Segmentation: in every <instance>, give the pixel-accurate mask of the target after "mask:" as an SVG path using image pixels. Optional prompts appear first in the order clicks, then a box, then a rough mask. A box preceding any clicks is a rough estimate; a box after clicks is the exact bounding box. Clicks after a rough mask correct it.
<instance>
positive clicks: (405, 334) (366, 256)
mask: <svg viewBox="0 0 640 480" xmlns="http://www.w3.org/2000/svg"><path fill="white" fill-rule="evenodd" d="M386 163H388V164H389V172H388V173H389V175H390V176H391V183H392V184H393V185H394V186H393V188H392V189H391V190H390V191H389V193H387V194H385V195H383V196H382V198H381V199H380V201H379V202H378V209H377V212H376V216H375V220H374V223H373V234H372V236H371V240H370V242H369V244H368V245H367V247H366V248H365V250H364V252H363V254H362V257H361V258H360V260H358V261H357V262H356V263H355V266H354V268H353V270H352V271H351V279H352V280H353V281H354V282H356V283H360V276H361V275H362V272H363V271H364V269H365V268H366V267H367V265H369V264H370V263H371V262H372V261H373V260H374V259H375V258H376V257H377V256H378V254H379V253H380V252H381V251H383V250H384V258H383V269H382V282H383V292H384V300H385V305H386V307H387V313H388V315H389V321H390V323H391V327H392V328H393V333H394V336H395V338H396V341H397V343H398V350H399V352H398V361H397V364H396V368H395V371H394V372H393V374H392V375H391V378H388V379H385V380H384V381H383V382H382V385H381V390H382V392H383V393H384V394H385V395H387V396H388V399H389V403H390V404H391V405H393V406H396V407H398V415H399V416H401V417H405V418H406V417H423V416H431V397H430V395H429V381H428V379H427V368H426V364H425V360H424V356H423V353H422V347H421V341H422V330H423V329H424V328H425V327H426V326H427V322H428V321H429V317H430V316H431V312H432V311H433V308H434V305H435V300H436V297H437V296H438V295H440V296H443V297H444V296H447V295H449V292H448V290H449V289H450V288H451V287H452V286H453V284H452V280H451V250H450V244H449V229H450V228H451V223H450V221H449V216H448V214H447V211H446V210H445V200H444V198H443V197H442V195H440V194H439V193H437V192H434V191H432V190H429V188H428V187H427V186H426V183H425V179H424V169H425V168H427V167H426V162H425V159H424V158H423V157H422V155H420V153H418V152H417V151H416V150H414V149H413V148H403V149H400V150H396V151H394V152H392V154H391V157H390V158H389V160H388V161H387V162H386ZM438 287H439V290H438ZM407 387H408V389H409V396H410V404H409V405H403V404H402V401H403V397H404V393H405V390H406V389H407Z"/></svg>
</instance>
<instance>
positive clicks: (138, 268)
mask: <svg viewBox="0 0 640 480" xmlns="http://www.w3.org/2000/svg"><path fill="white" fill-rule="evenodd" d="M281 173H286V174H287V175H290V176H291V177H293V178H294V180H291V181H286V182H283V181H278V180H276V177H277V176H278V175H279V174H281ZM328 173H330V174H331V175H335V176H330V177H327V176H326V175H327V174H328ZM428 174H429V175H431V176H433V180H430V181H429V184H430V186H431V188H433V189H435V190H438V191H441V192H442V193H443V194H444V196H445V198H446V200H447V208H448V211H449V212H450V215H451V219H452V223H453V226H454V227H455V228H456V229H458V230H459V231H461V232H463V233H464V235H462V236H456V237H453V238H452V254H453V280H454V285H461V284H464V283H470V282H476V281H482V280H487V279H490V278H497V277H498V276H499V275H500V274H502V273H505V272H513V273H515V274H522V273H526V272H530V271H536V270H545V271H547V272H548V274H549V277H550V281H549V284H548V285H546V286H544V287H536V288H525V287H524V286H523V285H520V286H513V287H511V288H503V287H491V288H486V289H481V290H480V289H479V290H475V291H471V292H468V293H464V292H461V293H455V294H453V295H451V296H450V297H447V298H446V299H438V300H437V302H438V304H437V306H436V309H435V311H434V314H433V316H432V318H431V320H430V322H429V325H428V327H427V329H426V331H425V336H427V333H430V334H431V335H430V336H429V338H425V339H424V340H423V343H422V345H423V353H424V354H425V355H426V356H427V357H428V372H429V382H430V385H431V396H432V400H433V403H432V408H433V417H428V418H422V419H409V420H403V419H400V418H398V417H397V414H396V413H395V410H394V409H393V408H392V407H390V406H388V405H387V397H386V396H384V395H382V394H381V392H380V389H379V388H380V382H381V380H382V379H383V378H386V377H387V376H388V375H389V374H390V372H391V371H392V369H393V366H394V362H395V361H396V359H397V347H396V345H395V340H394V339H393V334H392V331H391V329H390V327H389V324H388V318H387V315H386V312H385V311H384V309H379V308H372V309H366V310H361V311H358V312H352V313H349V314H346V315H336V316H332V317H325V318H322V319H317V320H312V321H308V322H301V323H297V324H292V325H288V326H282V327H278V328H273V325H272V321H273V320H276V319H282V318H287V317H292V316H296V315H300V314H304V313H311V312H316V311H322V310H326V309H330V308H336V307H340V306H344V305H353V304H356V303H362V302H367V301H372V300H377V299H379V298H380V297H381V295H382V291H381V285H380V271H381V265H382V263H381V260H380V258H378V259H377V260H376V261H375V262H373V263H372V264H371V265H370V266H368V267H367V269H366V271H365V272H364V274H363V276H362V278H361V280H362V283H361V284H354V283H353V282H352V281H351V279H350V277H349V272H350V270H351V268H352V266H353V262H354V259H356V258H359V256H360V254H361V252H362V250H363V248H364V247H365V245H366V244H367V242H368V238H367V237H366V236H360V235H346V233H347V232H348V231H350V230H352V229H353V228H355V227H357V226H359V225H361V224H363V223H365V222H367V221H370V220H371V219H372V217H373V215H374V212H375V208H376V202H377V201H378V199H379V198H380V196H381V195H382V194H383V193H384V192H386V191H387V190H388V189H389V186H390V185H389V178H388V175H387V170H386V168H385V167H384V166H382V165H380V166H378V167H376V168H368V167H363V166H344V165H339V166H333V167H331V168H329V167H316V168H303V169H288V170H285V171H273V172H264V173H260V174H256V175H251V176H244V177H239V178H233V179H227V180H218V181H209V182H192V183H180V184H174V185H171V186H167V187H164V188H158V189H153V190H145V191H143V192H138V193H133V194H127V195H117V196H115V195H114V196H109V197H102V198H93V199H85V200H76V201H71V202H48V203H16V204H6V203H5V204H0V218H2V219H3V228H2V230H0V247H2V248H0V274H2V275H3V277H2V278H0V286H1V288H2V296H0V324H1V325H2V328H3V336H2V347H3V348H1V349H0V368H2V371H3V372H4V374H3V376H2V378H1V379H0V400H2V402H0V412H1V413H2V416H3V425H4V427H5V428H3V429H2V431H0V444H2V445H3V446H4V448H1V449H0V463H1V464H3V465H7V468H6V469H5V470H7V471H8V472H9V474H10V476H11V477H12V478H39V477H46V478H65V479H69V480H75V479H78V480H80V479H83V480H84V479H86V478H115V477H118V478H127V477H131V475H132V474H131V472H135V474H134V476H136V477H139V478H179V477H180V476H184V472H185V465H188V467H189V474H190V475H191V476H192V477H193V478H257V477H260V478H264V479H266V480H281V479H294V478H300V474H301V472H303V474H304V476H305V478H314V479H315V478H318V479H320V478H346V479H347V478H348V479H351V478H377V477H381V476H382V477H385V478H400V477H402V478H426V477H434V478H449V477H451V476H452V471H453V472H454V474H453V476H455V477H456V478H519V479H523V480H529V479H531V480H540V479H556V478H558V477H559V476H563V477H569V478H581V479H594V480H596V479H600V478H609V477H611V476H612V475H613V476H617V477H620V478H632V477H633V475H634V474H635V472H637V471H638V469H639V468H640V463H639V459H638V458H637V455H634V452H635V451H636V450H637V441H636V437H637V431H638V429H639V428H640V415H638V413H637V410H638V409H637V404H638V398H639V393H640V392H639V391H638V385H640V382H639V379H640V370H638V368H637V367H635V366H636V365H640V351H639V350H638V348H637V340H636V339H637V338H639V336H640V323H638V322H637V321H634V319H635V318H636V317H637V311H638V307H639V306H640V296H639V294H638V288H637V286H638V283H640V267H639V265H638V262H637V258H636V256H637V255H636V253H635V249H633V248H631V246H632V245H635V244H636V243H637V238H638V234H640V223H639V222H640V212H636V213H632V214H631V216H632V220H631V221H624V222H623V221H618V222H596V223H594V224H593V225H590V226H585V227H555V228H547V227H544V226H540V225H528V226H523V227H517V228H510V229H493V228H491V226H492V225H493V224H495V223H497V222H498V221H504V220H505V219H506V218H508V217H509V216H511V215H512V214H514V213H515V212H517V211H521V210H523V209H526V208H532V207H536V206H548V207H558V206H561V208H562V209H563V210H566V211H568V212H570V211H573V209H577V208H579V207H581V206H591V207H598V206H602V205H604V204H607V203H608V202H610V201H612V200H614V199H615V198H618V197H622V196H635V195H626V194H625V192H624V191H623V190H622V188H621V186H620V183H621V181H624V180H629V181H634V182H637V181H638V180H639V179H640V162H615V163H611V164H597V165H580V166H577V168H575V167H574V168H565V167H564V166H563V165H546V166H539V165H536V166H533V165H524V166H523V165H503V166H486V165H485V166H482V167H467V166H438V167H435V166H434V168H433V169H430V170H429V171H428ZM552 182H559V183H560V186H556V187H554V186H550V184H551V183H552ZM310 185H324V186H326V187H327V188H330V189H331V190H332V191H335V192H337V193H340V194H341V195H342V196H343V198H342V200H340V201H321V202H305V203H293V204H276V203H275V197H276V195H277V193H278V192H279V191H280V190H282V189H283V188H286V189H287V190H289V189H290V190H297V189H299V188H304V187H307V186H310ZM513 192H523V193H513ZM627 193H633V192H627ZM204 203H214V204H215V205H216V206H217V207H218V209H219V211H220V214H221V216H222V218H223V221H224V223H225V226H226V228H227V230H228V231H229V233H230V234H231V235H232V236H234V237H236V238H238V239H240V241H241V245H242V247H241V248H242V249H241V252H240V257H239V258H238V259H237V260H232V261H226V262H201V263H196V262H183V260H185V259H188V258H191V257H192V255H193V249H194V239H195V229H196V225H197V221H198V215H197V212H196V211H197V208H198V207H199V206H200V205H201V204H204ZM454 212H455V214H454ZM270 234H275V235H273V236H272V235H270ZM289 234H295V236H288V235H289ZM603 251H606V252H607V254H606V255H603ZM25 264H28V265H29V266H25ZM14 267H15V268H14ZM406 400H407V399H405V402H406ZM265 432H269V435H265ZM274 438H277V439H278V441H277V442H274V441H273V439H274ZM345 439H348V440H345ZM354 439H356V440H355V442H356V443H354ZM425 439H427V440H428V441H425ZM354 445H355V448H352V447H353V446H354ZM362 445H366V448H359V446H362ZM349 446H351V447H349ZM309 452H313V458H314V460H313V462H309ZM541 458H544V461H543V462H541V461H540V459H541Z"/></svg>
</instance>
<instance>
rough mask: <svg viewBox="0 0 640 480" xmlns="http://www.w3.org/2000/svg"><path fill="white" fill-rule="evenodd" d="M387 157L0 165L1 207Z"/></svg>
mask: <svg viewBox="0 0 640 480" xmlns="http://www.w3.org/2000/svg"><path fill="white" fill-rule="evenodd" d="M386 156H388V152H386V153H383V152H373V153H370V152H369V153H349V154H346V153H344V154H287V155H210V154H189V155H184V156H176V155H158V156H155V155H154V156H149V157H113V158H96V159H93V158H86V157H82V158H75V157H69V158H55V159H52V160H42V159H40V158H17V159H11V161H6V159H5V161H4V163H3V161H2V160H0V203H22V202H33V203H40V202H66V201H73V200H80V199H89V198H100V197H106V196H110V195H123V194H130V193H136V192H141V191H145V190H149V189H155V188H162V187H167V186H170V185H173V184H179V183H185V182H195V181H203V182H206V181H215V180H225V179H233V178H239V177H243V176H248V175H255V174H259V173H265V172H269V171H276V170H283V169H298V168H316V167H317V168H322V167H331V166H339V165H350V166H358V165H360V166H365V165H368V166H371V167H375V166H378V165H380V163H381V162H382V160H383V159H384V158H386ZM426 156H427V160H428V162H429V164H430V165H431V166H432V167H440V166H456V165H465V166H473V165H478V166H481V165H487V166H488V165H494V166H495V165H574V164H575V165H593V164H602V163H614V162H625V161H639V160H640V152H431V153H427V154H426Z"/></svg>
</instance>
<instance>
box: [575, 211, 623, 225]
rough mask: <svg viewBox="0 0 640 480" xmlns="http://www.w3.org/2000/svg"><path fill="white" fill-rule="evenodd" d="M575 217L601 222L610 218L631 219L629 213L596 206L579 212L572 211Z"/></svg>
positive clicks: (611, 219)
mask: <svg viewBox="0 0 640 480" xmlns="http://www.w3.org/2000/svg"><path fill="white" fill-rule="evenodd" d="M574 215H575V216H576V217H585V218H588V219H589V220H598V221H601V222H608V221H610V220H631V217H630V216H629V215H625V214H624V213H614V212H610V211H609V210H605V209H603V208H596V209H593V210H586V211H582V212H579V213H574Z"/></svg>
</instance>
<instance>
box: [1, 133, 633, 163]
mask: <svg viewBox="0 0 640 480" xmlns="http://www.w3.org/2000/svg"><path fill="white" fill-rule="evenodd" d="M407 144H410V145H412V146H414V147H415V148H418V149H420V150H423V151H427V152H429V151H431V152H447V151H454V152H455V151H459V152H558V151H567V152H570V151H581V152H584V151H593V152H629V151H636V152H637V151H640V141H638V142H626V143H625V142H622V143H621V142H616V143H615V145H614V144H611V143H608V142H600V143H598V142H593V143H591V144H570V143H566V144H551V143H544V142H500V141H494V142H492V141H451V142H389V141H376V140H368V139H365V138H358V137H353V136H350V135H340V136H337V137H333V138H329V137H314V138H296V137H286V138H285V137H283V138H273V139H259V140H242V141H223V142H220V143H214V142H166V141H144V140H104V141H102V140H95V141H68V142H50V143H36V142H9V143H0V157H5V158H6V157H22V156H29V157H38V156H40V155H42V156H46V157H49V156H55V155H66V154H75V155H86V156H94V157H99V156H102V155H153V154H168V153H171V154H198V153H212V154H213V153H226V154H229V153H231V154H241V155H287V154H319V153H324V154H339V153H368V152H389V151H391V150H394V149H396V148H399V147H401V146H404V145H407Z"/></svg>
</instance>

▸ **GOAL OF THE EXERCISE**
Only the count is wanted: report how many lines of the material above hold the word "positive".

▸ **YOUR SOLUTION**
3